Reproduce each line exactly.

=== Data listing ===
■ ■ ■ ■ ■

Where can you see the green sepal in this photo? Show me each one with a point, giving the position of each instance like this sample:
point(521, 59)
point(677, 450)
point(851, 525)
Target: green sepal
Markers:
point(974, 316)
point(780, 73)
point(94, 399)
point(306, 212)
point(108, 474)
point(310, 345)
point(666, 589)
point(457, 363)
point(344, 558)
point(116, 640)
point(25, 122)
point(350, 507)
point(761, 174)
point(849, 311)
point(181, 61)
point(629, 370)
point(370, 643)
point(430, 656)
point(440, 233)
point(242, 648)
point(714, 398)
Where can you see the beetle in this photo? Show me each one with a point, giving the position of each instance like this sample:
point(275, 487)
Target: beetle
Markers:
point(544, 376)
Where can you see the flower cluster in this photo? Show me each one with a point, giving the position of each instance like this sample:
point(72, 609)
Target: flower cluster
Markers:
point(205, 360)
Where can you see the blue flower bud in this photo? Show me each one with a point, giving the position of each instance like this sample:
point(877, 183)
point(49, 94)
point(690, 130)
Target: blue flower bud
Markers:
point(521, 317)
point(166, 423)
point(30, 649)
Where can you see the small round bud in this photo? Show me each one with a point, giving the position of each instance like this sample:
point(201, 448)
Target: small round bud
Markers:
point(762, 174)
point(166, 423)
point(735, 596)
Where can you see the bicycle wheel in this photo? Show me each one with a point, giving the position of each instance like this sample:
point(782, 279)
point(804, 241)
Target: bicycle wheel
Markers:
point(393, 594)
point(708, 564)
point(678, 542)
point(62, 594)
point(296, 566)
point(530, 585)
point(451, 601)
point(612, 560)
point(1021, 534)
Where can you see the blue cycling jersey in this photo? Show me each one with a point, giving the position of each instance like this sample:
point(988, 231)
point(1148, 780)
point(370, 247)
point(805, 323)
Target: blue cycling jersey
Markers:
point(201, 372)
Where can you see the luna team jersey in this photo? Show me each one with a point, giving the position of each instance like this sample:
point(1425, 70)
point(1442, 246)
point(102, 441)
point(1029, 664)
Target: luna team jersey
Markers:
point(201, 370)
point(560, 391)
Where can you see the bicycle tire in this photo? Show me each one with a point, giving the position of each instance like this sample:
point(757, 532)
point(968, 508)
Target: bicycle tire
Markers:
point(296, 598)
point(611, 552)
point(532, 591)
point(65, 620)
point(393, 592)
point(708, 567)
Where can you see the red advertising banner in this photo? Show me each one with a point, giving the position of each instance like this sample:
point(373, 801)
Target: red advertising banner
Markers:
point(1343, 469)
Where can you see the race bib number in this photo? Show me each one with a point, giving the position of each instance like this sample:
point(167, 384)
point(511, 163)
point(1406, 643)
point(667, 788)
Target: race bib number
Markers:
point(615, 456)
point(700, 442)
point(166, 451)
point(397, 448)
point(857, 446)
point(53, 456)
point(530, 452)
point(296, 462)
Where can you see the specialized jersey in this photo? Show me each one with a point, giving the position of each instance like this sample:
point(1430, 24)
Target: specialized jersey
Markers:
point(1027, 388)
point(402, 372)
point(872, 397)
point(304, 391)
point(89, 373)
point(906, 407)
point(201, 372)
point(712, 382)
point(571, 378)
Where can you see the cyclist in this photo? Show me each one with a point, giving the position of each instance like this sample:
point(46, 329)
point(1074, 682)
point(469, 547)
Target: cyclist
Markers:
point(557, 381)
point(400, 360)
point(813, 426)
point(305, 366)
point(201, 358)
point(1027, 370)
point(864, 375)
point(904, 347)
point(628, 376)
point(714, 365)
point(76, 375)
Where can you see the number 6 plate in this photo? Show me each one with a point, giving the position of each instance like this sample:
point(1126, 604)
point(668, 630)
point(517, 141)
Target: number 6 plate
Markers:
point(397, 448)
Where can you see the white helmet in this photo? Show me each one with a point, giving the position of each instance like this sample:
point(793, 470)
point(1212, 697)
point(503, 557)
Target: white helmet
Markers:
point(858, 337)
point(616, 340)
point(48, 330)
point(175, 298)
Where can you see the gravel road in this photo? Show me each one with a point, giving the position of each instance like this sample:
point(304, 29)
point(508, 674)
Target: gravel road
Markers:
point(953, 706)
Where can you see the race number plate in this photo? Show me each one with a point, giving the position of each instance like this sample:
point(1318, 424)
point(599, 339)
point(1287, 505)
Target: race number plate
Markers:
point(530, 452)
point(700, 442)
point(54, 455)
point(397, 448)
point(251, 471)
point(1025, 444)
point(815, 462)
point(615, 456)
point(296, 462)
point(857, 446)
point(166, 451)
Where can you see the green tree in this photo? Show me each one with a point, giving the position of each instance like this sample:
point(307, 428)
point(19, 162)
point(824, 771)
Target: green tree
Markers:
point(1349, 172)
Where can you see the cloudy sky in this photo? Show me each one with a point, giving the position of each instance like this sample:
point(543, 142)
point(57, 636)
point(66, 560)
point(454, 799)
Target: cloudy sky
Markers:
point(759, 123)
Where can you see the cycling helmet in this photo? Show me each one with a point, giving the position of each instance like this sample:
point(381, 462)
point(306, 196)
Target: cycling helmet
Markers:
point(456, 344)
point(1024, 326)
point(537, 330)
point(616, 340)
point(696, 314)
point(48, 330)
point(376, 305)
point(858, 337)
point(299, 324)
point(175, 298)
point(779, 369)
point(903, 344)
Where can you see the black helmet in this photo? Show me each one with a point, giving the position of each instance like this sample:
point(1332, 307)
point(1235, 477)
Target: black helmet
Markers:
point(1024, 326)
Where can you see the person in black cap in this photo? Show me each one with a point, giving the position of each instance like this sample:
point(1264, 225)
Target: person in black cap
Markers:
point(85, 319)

■ ■ ■ ■ ■

=== Solution to the exercise ===
Where can you see the green sepal in this photo? Show me each one with a point, giving the position of each instance like this sample:
point(521, 59)
point(677, 450)
point(851, 525)
Target: green sepal
Markers:
point(974, 316)
point(780, 73)
point(94, 399)
point(306, 212)
point(108, 474)
point(310, 345)
point(666, 589)
point(457, 363)
point(344, 558)
point(116, 640)
point(25, 122)
point(350, 507)
point(761, 174)
point(849, 311)
point(181, 61)
point(629, 370)
point(370, 643)
point(430, 656)
point(440, 233)
point(242, 648)
point(714, 398)
Where can you see the beetle in this photo? Show me each one with a point, giving the position of each instance like this sample:
point(275, 487)
Target: beetle
Markers:
point(544, 376)
Where can you see the flower cluster in this photo? Show me each one with a point, giving the position of each instance like this sample:
point(72, 609)
Target: flower cluster
Markers:
point(205, 360)
Where can you see the blue flower bud in this photo? Show me each one with a point, giving the position of each instance like this sample:
point(877, 183)
point(49, 94)
point(690, 130)
Target: blue flower bud
Markers:
point(521, 317)
point(166, 423)
point(30, 649)
Where can you see the small round bud in this photo? Show me each one with a point, giving the position of each instance like this sample:
point(201, 448)
Target: small round bud
Markers:
point(762, 174)
point(166, 423)
point(735, 596)
Where can you see the bicycle wheel in this photo? Show me each one with a point, giving the position of each instance like this sample:
point(782, 279)
point(804, 241)
Target: bicycle wheel
Markers:
point(393, 594)
point(708, 564)
point(678, 542)
point(62, 594)
point(296, 566)
point(530, 585)
point(451, 601)
point(612, 560)
point(1021, 534)
Where can you see the blue cycling jersey in this photo? Show me each one with a point, giving the position of each instance like this sample:
point(988, 231)
point(1148, 780)
point(370, 247)
point(805, 323)
Target: blue cycling jersey
Markers:
point(201, 372)
Where can you see the luna team jersey in this photo? Show me each one with a point, giving the position of each instance like this sample:
point(1425, 70)
point(1442, 246)
point(102, 441)
point(1029, 664)
Target: luna team jersey
Markers:
point(201, 370)
point(560, 391)
Where can you see the bicycle tire in this photo? Show me each one with a point, giving the position of each instance like this sample:
point(757, 532)
point(968, 508)
Target: bicycle tire
Markers:
point(296, 598)
point(611, 552)
point(532, 591)
point(65, 620)
point(393, 592)
point(708, 567)
Where can you see the red advertising banner in this photo? Show me each one with a point, giving the position of each instance like this sample:
point(373, 801)
Target: red advertising banner
Markers:
point(1343, 469)
Where can you see the race bib number in this photo? Show me each one with a point, giving the position of each instance like this sample:
point(167, 384)
point(511, 163)
point(1406, 643)
point(667, 788)
Target: race bib number
Markers:
point(615, 456)
point(700, 442)
point(166, 451)
point(397, 448)
point(857, 446)
point(53, 456)
point(530, 452)
point(296, 462)
Where can you see the specialized jersey in this photo? Show me each one with a point, giving the position of each instance like this sample:
point(1430, 24)
Target: specialized jersey
Markers:
point(1027, 388)
point(402, 372)
point(872, 397)
point(304, 391)
point(89, 373)
point(906, 407)
point(201, 372)
point(712, 382)
point(571, 378)
Where can you see the cyclist in this photo? Show me each one with a point, giving the position of each instance like this sample:
point(46, 329)
point(1074, 682)
point(469, 547)
Target: cyclist
Markers:
point(557, 381)
point(400, 360)
point(813, 426)
point(305, 366)
point(201, 358)
point(1027, 370)
point(864, 375)
point(904, 347)
point(628, 376)
point(714, 365)
point(76, 375)
Where can you see the number 6 plate in this photo? Show me each one with a point, giving the position of each instance like this sample:
point(1126, 604)
point(668, 630)
point(517, 141)
Target: number 6 plate
Markers:
point(397, 448)
Where can you see the white helmet in this photo? Show me each one with a point, giving the position of each instance like this sample:
point(793, 470)
point(1212, 697)
point(503, 557)
Target: white helmet
Markers:
point(858, 337)
point(616, 340)
point(48, 330)
point(175, 298)
Where can you see the gravel road in this photo? Show me each one with a point, giving the position of each instance like this sample:
point(304, 29)
point(508, 674)
Target: gravel road
Markers:
point(953, 706)
Where can you see the race number plate in this photo? Show me each one with a point, giving the position of each instance like this sample:
point(1318, 424)
point(599, 339)
point(1287, 505)
Target: race number plate
Markers:
point(530, 452)
point(700, 442)
point(54, 455)
point(397, 448)
point(251, 471)
point(1025, 444)
point(815, 462)
point(615, 456)
point(296, 462)
point(857, 446)
point(166, 451)
Where can you see the green tree in this photo? Show me each one with a point, giving the position of each instance like this sample:
point(307, 428)
point(19, 162)
point(824, 771)
Target: green tree
Markers:
point(1349, 172)
Where can you see the cloudy sky in this photo? Show me each one with a point, giving the position of each instance like this sample:
point(543, 142)
point(57, 636)
point(66, 560)
point(454, 799)
Target: cloudy sky
Markers:
point(759, 123)
Where can you see the cycling helmet in this photo? Show me each one with a point, giving the position of each instance like this sample:
point(381, 462)
point(306, 196)
Target: cycling helmet
Markers:
point(456, 344)
point(1024, 326)
point(537, 330)
point(616, 340)
point(696, 314)
point(48, 330)
point(376, 305)
point(858, 337)
point(299, 324)
point(175, 298)
point(779, 369)
point(903, 344)
Where can you see the black helmet in this photo? Show me each one with a point, giving the position of each instance like this sample:
point(1332, 307)
point(1235, 477)
Target: black helmet
Markers:
point(1024, 326)
Where can you see the person in black cap in this photo? Show me each one with a point, giving the position of each instance like this sample:
point(1264, 225)
Target: person in black cap
Markers:
point(85, 319)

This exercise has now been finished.